(Region pointing data)
════════════════════
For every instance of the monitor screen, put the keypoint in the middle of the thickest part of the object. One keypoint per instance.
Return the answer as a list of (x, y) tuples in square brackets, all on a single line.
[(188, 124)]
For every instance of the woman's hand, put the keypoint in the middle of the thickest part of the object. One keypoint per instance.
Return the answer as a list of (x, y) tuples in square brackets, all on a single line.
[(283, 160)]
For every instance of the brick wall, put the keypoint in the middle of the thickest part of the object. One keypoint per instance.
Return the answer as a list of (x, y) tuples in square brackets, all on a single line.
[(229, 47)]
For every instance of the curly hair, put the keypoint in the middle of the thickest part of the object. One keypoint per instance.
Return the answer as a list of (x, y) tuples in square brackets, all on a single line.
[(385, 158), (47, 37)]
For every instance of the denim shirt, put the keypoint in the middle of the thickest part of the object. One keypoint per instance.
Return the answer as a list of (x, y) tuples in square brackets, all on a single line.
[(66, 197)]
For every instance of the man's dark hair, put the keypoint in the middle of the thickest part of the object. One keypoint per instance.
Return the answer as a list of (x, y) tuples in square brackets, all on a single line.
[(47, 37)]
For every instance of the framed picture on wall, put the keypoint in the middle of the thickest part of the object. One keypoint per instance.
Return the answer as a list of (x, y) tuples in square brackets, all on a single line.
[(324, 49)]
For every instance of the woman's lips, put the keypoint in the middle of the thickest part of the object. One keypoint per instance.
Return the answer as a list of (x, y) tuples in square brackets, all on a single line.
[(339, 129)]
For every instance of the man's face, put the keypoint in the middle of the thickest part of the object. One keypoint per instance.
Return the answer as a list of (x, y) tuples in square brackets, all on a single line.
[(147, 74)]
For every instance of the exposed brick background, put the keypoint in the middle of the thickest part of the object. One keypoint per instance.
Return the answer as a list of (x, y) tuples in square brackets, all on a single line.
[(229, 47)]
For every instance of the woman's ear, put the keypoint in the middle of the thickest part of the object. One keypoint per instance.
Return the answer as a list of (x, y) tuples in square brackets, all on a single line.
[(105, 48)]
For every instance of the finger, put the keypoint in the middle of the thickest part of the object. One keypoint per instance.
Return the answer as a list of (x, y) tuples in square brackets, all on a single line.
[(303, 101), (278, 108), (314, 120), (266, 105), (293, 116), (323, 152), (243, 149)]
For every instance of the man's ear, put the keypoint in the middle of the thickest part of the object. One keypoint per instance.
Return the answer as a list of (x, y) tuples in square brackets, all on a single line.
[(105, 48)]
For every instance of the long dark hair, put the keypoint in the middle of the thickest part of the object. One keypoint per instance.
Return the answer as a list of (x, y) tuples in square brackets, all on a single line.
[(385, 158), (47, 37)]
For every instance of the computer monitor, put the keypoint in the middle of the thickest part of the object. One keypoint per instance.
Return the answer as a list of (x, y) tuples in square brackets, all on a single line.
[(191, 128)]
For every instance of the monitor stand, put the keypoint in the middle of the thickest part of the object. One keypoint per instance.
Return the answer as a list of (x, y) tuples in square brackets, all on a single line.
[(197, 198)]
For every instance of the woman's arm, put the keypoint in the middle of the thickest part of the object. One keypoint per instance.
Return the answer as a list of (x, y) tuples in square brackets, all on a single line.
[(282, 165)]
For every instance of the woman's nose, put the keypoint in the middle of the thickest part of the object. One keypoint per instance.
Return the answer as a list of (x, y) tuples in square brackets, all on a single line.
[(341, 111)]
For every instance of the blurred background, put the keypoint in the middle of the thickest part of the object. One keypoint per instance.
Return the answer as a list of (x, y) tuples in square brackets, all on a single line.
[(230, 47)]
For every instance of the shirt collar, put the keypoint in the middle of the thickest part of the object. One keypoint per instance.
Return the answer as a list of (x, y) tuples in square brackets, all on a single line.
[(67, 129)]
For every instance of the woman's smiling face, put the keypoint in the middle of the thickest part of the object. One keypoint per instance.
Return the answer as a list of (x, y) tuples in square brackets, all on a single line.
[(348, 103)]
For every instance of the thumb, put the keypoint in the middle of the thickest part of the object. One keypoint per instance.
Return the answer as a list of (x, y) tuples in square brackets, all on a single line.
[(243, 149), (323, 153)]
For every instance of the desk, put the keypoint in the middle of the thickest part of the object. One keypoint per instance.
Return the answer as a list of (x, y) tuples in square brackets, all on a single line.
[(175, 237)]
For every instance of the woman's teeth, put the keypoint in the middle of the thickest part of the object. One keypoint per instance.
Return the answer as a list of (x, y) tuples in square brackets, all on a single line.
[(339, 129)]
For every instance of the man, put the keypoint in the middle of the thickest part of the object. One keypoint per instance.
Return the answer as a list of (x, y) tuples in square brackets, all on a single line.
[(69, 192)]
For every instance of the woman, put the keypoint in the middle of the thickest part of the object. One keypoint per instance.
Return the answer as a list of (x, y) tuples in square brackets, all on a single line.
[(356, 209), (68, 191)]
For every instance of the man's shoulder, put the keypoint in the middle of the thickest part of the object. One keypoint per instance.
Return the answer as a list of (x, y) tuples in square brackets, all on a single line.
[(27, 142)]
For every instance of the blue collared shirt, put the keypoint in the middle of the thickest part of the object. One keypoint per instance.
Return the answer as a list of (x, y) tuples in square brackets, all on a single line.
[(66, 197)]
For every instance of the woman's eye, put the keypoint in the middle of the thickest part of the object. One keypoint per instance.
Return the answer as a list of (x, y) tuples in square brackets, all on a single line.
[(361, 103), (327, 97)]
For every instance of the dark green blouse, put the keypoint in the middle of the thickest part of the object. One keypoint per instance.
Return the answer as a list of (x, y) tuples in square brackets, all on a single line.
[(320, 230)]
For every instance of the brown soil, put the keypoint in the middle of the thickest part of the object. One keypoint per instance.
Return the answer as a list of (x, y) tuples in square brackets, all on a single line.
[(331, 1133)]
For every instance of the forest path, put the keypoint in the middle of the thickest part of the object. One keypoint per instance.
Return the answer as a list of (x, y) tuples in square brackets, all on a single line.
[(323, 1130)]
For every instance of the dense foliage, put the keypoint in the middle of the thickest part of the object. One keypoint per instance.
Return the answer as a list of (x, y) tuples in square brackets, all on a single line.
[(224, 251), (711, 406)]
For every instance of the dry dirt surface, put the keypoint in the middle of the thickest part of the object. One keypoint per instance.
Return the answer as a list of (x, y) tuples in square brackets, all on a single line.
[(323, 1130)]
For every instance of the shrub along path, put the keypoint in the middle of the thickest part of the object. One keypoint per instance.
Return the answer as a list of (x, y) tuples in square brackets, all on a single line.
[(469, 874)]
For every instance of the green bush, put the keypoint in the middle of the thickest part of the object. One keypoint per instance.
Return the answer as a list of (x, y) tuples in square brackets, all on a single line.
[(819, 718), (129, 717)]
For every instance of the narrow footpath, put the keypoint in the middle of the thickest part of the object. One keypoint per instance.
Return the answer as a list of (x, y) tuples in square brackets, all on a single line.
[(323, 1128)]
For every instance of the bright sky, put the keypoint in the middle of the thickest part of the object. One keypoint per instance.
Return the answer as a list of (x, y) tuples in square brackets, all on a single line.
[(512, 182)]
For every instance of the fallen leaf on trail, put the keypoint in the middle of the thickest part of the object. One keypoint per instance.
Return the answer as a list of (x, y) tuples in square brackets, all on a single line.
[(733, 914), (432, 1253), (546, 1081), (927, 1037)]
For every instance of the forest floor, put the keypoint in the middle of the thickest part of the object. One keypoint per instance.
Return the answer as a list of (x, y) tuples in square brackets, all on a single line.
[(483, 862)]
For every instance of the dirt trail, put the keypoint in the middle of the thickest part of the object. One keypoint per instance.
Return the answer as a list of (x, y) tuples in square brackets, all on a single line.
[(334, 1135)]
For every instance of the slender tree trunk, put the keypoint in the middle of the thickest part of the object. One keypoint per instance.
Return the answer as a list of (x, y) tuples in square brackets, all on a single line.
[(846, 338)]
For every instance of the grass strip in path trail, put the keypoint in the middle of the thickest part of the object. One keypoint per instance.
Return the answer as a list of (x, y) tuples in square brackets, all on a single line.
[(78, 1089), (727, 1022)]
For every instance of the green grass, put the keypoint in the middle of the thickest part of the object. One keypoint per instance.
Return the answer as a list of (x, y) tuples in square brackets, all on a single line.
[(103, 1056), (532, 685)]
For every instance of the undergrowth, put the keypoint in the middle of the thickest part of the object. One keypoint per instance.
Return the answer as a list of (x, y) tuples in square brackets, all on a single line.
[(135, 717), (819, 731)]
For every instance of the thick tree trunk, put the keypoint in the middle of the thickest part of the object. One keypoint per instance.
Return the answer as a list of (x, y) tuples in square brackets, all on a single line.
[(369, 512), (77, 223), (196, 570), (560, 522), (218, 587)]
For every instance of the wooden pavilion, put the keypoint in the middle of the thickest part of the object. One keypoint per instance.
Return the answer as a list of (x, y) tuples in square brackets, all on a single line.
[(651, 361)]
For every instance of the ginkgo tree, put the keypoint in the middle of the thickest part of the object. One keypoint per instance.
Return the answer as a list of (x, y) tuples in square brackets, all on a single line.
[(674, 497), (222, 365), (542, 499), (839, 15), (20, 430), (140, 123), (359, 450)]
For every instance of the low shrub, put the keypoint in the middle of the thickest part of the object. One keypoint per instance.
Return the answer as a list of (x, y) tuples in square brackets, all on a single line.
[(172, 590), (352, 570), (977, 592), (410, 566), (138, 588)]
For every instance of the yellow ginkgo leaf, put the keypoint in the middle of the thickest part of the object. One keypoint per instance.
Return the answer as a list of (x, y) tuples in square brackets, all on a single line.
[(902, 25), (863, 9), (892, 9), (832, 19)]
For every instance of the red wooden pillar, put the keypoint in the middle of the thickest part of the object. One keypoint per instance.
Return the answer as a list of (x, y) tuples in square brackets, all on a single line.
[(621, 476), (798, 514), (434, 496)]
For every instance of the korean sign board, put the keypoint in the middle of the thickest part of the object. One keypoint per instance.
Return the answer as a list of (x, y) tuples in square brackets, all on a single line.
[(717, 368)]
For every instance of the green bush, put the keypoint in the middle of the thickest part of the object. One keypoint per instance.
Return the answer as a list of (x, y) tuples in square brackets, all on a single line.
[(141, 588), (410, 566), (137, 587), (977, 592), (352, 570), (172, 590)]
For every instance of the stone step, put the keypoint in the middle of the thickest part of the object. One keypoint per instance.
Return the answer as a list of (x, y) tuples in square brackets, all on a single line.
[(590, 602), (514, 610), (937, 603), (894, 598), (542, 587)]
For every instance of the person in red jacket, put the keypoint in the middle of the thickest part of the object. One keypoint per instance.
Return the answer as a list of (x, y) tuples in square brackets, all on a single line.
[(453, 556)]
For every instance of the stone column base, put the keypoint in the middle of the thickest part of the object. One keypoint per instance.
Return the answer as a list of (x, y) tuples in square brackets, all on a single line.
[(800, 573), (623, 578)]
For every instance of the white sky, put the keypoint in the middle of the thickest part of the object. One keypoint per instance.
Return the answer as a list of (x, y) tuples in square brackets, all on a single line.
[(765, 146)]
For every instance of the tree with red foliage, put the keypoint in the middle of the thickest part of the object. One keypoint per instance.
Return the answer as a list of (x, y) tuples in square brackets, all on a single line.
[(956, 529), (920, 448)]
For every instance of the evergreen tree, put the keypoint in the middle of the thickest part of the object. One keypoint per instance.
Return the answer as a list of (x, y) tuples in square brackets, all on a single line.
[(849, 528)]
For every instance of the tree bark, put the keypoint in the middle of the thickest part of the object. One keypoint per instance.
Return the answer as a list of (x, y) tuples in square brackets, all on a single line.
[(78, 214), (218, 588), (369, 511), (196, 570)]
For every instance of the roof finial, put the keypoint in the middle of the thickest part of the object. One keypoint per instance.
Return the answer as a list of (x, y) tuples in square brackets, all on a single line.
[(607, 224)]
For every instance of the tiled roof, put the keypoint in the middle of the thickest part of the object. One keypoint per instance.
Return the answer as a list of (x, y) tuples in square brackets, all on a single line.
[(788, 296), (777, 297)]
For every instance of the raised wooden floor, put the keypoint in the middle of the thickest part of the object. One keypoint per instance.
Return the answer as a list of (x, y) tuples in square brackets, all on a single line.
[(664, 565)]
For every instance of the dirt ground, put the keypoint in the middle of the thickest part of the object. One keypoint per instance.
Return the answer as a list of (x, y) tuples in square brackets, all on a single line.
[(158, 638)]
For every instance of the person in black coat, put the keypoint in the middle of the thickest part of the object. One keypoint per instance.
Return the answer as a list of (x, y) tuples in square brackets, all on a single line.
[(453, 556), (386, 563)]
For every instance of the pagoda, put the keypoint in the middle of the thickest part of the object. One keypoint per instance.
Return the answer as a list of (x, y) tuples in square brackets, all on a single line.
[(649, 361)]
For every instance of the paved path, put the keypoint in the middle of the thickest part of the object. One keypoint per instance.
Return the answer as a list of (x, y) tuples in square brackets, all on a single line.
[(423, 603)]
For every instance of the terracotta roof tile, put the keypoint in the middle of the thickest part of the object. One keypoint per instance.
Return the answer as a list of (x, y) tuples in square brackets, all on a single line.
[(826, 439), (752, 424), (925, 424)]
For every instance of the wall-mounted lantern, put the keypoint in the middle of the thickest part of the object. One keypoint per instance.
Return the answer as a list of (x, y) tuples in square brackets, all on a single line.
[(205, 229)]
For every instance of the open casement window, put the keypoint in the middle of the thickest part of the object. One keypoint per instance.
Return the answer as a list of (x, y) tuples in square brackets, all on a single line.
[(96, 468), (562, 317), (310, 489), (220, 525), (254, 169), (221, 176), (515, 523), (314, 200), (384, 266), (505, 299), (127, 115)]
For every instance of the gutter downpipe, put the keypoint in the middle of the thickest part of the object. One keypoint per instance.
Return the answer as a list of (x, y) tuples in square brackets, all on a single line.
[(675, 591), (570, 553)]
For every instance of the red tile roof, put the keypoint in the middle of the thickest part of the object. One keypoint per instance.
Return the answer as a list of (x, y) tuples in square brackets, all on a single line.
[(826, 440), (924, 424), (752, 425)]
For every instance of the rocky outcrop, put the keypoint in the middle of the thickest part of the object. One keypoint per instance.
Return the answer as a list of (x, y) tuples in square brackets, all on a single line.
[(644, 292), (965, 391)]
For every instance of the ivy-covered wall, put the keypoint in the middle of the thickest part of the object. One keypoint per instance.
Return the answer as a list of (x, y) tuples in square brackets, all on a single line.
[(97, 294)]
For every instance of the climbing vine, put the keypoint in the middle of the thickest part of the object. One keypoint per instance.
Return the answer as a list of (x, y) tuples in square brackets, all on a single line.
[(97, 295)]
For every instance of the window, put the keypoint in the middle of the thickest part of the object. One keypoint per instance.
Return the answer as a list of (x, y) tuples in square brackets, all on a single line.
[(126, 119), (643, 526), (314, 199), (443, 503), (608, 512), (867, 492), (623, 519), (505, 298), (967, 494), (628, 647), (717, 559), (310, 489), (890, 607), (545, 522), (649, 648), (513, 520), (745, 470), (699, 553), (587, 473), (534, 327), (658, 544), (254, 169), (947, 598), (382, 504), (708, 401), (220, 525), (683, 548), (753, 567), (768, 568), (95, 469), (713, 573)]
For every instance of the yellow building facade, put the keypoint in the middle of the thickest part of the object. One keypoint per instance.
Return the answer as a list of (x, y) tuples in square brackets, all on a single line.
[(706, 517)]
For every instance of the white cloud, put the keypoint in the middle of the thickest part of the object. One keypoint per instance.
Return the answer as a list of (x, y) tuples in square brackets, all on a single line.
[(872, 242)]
════════════════════
*Problem statement*. Exactly how many lines in the data above contain the word "dirt"? Respond with the number and nothing more.

*Solution to this exercise*. 3